→ **SHORT PROBLEM**:
Set out the entries below as a two-column CSV with the columns "prompt" and "points", one row per entry, covering only the entries from the line containing "Task: place one keypoint per instance of the office" through the end of the entries, inclusive. Put each entry's text and its answer in a single quoted field each, with line breaks replaced by spaces.

--- START OF DATASET EXCERPTS ---

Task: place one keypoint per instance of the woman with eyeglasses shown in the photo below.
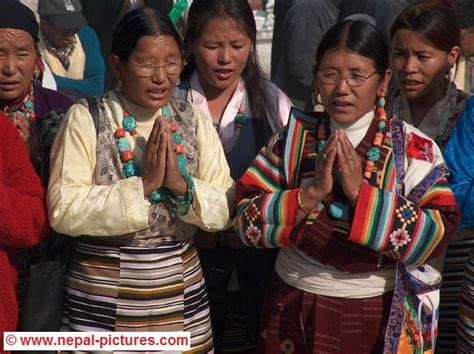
(426, 46)
(357, 202)
(133, 176)
(223, 79)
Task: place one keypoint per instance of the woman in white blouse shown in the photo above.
(134, 176)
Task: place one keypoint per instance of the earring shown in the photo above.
(381, 113)
(316, 99)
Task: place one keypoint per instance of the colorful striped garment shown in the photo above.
(391, 222)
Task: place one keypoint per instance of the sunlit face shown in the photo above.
(221, 53)
(56, 36)
(154, 91)
(17, 61)
(346, 104)
(419, 67)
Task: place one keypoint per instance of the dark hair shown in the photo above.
(137, 24)
(434, 21)
(359, 37)
(200, 14)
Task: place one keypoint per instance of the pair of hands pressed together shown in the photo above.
(349, 165)
(160, 162)
(23, 127)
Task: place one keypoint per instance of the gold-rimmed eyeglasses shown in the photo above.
(331, 77)
(148, 70)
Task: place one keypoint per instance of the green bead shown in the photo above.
(240, 119)
(321, 144)
(129, 123)
(373, 154)
(122, 144)
(382, 126)
(166, 112)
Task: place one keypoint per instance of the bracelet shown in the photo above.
(300, 204)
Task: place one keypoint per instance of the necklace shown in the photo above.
(26, 108)
(179, 204)
(340, 209)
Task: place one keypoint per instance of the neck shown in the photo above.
(419, 107)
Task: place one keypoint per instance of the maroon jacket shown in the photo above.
(22, 216)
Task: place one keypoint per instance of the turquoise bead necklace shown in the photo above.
(180, 204)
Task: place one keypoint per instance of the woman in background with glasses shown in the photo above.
(356, 201)
(133, 176)
(224, 80)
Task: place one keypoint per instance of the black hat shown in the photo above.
(62, 13)
(13, 14)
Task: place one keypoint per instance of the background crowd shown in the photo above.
(149, 158)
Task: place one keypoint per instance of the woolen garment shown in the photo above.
(22, 216)
(92, 81)
(421, 216)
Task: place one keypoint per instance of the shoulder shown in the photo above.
(417, 145)
(52, 99)
(87, 32)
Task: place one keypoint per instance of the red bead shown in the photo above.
(173, 127)
(119, 133)
(382, 115)
(127, 156)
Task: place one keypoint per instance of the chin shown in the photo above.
(10, 95)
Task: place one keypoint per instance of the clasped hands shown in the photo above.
(348, 164)
(160, 161)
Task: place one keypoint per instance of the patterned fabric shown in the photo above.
(130, 289)
(164, 225)
(294, 321)
(465, 331)
(383, 222)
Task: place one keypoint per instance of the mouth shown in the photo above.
(342, 106)
(9, 85)
(412, 85)
(224, 74)
(158, 94)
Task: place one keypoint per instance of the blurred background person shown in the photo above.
(71, 48)
(222, 77)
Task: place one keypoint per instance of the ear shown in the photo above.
(116, 66)
(383, 87)
(453, 55)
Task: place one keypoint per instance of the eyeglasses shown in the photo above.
(331, 77)
(148, 70)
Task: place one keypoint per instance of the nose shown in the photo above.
(342, 86)
(410, 65)
(159, 75)
(224, 56)
(9, 66)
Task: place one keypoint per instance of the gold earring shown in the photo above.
(316, 99)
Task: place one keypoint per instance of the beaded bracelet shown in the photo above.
(300, 204)
(180, 204)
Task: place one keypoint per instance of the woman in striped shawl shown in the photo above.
(134, 174)
(358, 203)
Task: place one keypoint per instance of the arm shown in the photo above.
(22, 208)
(266, 213)
(412, 233)
(78, 207)
(94, 71)
(214, 193)
(460, 161)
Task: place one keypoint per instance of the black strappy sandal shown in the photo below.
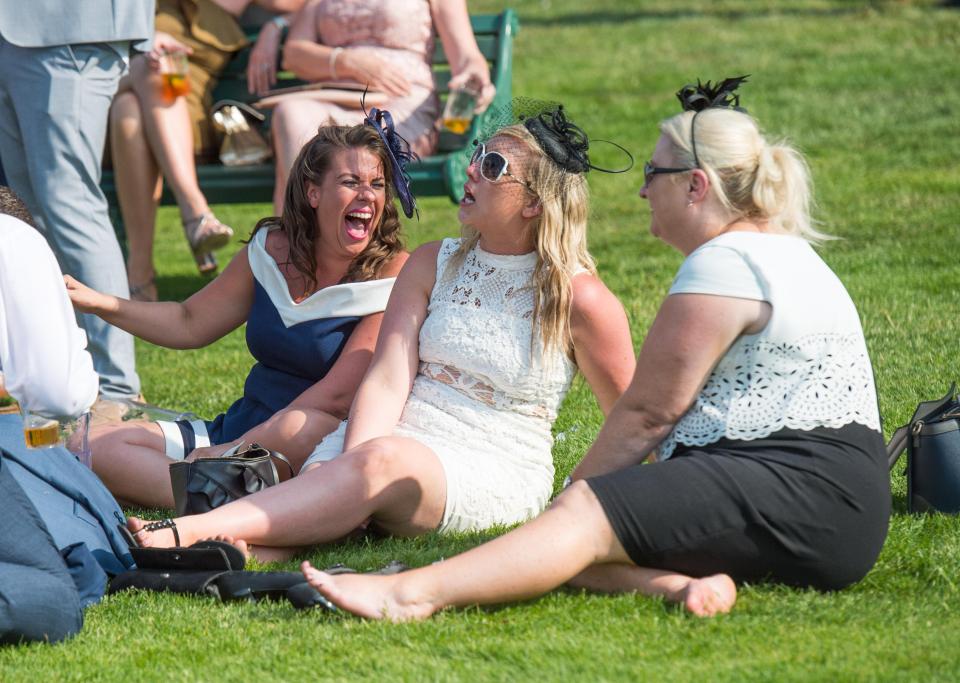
(209, 555)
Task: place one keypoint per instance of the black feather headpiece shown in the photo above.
(702, 96)
(398, 149)
(707, 95)
(560, 139)
(565, 142)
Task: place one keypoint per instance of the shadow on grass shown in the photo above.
(608, 17)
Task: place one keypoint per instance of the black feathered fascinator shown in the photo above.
(703, 96)
(565, 143)
(706, 95)
(400, 155)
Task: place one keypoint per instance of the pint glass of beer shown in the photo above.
(41, 431)
(173, 75)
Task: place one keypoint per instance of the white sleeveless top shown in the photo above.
(807, 368)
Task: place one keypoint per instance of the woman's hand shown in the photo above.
(476, 76)
(162, 44)
(214, 451)
(88, 300)
(262, 66)
(364, 66)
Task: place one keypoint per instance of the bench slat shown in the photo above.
(440, 175)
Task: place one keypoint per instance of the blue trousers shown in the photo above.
(38, 598)
(54, 105)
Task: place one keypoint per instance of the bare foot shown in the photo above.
(708, 596)
(239, 543)
(162, 538)
(370, 597)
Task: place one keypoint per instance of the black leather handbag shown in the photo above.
(932, 442)
(207, 483)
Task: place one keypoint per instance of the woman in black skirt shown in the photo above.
(753, 396)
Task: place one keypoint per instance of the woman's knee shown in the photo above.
(376, 461)
(125, 114)
(579, 499)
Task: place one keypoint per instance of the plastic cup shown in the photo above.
(173, 74)
(458, 113)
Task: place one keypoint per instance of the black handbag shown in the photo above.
(932, 442)
(207, 483)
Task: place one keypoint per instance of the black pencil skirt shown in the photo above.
(803, 508)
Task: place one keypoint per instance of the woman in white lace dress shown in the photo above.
(450, 428)
(753, 389)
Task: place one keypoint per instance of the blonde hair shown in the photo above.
(751, 177)
(560, 239)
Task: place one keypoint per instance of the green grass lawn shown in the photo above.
(869, 91)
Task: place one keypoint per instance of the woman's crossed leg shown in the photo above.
(397, 484)
(571, 542)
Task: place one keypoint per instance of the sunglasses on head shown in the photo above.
(492, 165)
(649, 170)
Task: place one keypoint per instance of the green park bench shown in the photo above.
(441, 174)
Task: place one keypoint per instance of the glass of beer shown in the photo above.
(39, 431)
(173, 75)
(458, 113)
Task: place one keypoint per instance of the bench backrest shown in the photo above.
(494, 35)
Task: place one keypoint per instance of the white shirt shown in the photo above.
(42, 350)
(807, 368)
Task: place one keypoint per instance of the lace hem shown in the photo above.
(473, 388)
(760, 387)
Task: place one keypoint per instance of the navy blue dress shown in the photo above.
(294, 344)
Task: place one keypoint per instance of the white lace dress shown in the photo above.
(484, 399)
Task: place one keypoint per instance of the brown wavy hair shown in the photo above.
(299, 219)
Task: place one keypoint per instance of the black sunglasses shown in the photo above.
(649, 170)
(492, 165)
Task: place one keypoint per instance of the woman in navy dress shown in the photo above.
(311, 286)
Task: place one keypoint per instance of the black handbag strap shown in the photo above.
(899, 441)
(242, 106)
(278, 455)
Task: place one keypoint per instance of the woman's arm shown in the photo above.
(298, 428)
(688, 337)
(601, 339)
(466, 61)
(42, 351)
(386, 386)
(206, 316)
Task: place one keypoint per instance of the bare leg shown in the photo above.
(293, 123)
(539, 556)
(704, 596)
(138, 189)
(396, 482)
(295, 432)
(129, 458)
(169, 131)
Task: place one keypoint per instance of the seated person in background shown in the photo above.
(154, 136)
(311, 287)
(43, 354)
(753, 387)
(450, 429)
(386, 45)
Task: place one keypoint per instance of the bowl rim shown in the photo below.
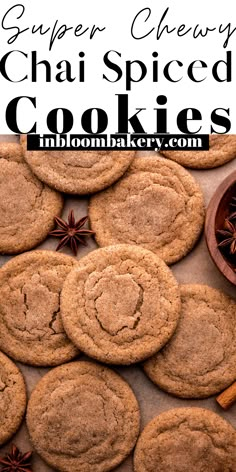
(211, 212)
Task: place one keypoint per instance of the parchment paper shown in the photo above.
(197, 267)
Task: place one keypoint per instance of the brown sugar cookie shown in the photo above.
(222, 149)
(31, 329)
(186, 440)
(27, 207)
(120, 304)
(12, 398)
(157, 205)
(78, 172)
(83, 417)
(200, 359)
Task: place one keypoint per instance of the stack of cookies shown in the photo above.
(119, 305)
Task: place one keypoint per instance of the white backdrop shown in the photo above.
(95, 91)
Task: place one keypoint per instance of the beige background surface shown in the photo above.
(197, 267)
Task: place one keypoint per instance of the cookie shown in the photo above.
(200, 359)
(157, 205)
(27, 207)
(120, 304)
(222, 149)
(78, 172)
(12, 398)
(31, 329)
(83, 417)
(186, 440)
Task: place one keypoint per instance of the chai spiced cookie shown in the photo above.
(31, 329)
(78, 172)
(120, 304)
(186, 440)
(200, 359)
(157, 205)
(222, 149)
(12, 398)
(27, 207)
(83, 417)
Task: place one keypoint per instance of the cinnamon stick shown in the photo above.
(228, 397)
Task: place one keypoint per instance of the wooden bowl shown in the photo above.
(217, 211)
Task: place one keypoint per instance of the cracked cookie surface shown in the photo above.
(120, 304)
(222, 149)
(78, 172)
(200, 359)
(12, 398)
(157, 205)
(83, 417)
(31, 329)
(27, 207)
(184, 440)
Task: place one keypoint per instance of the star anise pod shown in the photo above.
(229, 236)
(15, 461)
(71, 232)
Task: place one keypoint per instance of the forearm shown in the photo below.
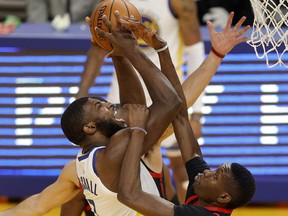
(128, 80)
(28, 207)
(129, 183)
(152, 76)
(196, 83)
(93, 64)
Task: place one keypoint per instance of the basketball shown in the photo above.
(108, 7)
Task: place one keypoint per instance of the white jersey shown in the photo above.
(157, 15)
(102, 201)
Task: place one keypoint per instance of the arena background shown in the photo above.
(245, 121)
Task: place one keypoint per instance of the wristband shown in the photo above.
(216, 53)
(162, 49)
(138, 128)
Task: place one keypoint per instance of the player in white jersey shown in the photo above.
(99, 197)
(93, 122)
(176, 21)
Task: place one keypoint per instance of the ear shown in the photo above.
(224, 198)
(90, 128)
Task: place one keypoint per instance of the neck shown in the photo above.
(86, 147)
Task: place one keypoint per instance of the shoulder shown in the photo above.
(69, 172)
(181, 210)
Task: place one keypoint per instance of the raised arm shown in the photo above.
(222, 42)
(131, 193)
(165, 100)
(64, 189)
(95, 60)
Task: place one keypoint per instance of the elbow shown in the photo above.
(125, 197)
(176, 103)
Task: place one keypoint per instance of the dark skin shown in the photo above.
(165, 103)
(210, 186)
(164, 108)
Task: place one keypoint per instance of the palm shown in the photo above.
(224, 41)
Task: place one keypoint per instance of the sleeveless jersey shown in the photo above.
(102, 201)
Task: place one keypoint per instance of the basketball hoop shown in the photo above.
(270, 31)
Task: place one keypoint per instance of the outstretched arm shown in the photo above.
(165, 100)
(131, 194)
(222, 42)
(95, 60)
(64, 189)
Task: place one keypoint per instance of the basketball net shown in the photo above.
(269, 32)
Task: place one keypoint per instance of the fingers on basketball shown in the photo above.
(108, 8)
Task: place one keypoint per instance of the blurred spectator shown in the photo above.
(218, 11)
(78, 10)
(41, 11)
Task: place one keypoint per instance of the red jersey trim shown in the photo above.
(210, 208)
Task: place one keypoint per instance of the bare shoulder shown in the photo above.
(183, 7)
(69, 172)
(115, 149)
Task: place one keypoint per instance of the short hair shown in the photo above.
(72, 120)
(244, 184)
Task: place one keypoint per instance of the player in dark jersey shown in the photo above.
(209, 192)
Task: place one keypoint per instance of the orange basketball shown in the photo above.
(108, 7)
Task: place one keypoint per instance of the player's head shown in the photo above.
(88, 115)
(231, 185)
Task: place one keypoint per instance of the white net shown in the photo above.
(269, 33)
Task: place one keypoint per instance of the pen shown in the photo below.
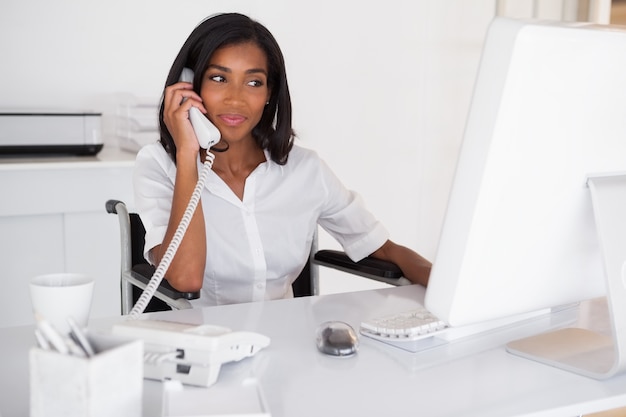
(77, 335)
(52, 336)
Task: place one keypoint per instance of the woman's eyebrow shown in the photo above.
(250, 71)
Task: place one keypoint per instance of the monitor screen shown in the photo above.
(519, 232)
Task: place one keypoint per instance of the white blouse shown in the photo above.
(257, 247)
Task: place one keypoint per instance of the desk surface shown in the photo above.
(469, 377)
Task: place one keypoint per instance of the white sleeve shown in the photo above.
(345, 217)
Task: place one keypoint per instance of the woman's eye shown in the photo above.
(255, 83)
(217, 78)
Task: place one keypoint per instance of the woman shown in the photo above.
(251, 234)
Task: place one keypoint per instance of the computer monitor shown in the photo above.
(519, 232)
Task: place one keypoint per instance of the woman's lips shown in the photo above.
(232, 119)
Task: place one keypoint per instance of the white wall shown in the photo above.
(380, 89)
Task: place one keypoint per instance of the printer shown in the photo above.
(50, 132)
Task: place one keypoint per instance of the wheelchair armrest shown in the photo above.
(143, 272)
(369, 267)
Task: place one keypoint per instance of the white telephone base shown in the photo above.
(189, 353)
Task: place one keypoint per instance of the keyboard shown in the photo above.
(405, 327)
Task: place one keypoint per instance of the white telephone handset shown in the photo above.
(206, 132)
(189, 353)
(207, 135)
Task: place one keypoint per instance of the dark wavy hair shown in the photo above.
(274, 131)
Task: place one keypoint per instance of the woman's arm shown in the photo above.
(414, 267)
(186, 272)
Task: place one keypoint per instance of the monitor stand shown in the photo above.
(580, 350)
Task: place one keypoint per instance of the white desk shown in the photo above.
(475, 377)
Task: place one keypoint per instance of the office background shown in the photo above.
(380, 89)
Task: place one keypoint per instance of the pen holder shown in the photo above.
(110, 383)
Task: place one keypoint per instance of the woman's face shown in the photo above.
(234, 89)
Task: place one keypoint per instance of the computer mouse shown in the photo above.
(337, 338)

--- END OF DATASET EXCERPTS ---

→ **COMPLETED EXERCISE**:
prompt,points
"Task: place one keypoint per instance of the office background shown in the photo above.","(380, 89)"
"Task: place one keypoint per instance of the pen holder shown in the photo above.","(110, 383)"
"Task: place one keypoint per instance of the woman's face shown in the photo above.","(234, 89)"
"Task: place one keypoint per instance of the computer mouse shown in the photo above.","(337, 338)"